» **Questions**
(a) Condense the paragraph of the page on transcription that begins "In a more specialised sense" into a short list that keeps its main facts.
(b) Please reproduce the part of the page on transcription from "Transcription is the conversion" up to and including "a single word.", word for word.

» **Passage for review**
################
Jump to content

Transcription

From Wikipedia, the free encyclopedia
This is an old revision of this page, as edited by Dnjansen (talk | contribs) at 00:42, 4 January 2003. The present address (URL) is a permanent link to this revision, which may differ significantly from the current revision.

Transcription is the conversion of the spoken word into the written language. This may be the transcription of a complete conversation, e. g., the proceedings of a court hearing, or of a single word.

In the latter case, transcription is the process of matching the sounds of human speech to written symbols using a set of standard rules, so that these sounds can be reproduced later. Usually these rules are organized on a phonetic basis and are specifically constructed in order to be maximally simple. Standard transcription schemes include the International Phonetic Alphabet (IPA), and its ASCII equivalent, SAMPA. One can see numerous examples of transcription on the Common phrases in different languages page (in this particular case, using the standard English spelling rules).

Specialised sense: Transcription from one language to another

In a more specialised sense, a transcription is (a system of) writing the sounds of a word in one language using the script of another language. Any reader of the latter language should be able to pronounce the transcribed word (almost) correctly. As the word may contain sounds that are unknown in the latter language, this goal is not always reached completely.

Transcriptions are used to write for the general public. For example, a newspaper; a general-purpose encyclopedia.

Transcription should be distinguished from transliteration in a narrow sense, q. v. However, transcription is sometimes also called transliteration.

The same words are likely to be transcribed differently under different systems. For example, for two transcription systems for Mandarin using the Roman alphabet, the Chinese capital is: Wade-Giles transcribes to Peking, while Pinyin transcribes to Beijing. See also transcription of Chinese, transcription of Russian.

Example:

Russian text Бopuc Huкoлaeвuч Eлцuн
Typical transliteration Boris Nikolaevič Elcin
English transcription Boris Nikolayevitch Yeltsin
French transcription Boris Nikolaïevitch Ieltsine
German transcription Boris Nikolajewitsch Jelzin
Italian transcription Boris Nikolaevic Eltsin
Dutch transcription Boris Nikolajewitsj Jeltsin

Transcription can be done into a non-alphabetic language too. For example, in a Beijing Newspaper, president Bush's name is transliterated into two Chinese characters that sounds like "Bu4 Shu1" (布殊) by using the characters that mean cloth and weird.

After transcribing

After transcribing a word from one language to the script of another language:

  • one or both languages may develop further. The original correspondence between the sounds of the two languages may change, and so the pronunciation of the transcribed word develops in a different direction than the original pronunciation.
  • the transcribed word may be adopted as a loan word in another language with the same script. This often leads to a different pronunciation and spelling than a direct transcription.
################
» **Study material**

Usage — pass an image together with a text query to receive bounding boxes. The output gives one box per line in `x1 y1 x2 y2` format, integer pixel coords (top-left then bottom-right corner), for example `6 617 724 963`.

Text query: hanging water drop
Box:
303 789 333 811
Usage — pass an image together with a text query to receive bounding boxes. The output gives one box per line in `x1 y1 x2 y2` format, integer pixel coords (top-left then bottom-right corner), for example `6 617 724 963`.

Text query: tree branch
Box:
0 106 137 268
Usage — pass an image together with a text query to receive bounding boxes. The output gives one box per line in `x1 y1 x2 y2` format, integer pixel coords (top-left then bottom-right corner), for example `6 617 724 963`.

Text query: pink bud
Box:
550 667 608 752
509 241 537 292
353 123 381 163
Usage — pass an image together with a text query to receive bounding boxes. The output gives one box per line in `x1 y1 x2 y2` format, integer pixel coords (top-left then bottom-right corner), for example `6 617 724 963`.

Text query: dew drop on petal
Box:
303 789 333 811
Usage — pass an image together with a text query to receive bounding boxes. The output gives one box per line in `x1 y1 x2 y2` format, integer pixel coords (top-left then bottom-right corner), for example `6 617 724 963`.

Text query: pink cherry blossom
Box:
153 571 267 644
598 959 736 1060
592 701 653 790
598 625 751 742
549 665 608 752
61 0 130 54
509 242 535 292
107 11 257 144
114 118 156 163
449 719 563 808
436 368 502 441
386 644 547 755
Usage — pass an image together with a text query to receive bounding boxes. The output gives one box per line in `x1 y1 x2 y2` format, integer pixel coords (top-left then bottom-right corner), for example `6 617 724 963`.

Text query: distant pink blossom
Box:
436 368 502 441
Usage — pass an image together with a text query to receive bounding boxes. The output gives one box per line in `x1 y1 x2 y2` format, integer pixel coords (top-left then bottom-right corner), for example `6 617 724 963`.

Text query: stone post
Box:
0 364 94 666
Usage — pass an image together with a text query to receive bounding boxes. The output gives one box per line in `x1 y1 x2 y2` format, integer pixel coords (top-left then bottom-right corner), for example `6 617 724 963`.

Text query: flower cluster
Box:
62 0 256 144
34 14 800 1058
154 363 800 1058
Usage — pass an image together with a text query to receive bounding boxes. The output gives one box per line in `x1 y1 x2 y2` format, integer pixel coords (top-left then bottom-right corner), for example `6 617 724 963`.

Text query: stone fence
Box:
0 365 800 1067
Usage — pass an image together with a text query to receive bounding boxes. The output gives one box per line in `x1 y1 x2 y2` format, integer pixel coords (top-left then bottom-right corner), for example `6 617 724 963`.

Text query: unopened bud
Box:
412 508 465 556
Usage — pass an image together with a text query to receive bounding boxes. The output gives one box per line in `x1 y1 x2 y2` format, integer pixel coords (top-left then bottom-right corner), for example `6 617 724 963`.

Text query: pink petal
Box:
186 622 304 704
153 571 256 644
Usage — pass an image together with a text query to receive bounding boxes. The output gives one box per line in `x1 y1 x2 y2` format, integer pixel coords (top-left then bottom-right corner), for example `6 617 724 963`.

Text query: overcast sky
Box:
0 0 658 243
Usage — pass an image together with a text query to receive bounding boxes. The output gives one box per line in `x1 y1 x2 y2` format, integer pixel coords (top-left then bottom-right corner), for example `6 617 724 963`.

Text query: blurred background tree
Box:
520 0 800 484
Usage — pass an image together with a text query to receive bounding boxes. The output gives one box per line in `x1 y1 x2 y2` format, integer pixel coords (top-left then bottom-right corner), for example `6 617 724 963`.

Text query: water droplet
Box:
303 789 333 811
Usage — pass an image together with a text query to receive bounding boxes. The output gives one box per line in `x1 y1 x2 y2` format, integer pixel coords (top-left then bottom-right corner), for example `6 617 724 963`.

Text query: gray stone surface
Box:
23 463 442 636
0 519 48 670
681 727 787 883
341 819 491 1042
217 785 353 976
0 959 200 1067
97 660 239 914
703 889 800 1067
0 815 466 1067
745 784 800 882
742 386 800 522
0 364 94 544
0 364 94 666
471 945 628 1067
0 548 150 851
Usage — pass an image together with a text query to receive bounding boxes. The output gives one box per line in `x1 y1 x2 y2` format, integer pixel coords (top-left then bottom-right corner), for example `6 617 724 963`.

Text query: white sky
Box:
################
» **Answer list**
(a)
- In this narrower sense, transcription is (a system of) writing the sounds of a word from one language in the script of another.
- Any reader of that other language should be able to pronounce the transcribed word (almost) correctly.
- The word may contain sounds unknown in that other language, so this goal is not always fully reached.

(b)
Transcription is the conversion of the spoken word into the written language. This may be the transcription of a complete conversation, e. g., the proceedings of a court hearing, or of a single word.